**SHORT EXERCISE**
Convert the items below into a JSON list of strings with one string per line, omitting blank lines and leaving out the pictures.

[Start of RECORDS FOR THE EXERCISE]

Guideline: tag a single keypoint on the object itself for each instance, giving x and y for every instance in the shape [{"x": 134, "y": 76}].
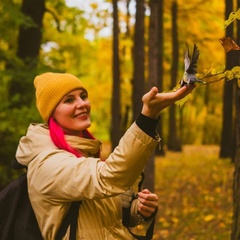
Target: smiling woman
[{"x": 65, "y": 166}]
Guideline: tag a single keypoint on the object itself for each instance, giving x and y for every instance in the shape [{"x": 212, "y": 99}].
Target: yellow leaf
[
  {"x": 209, "y": 218},
  {"x": 229, "y": 75}
]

[End of RECORDS FOR THE EXERCISE]

**RESPONSE FOR THIS EXERCISE**
[
  "Guideline: tag a single keypoint on the object itself for each instance, giving x and y for every instance in the shape [{\"x\": 134, \"y\": 76}].",
  "Target: smiling woman",
  "[{\"x\": 65, \"y\": 166}]",
  "Guideline: tag a single keypoint on the object itself for each instance, giving x and y for every instance in the shape [{\"x\": 212, \"y\": 99}].",
  "Target: yellow leaf",
  "[",
  "  {\"x\": 209, \"y\": 218},",
  "  {\"x\": 229, \"y\": 75}",
  "]"
]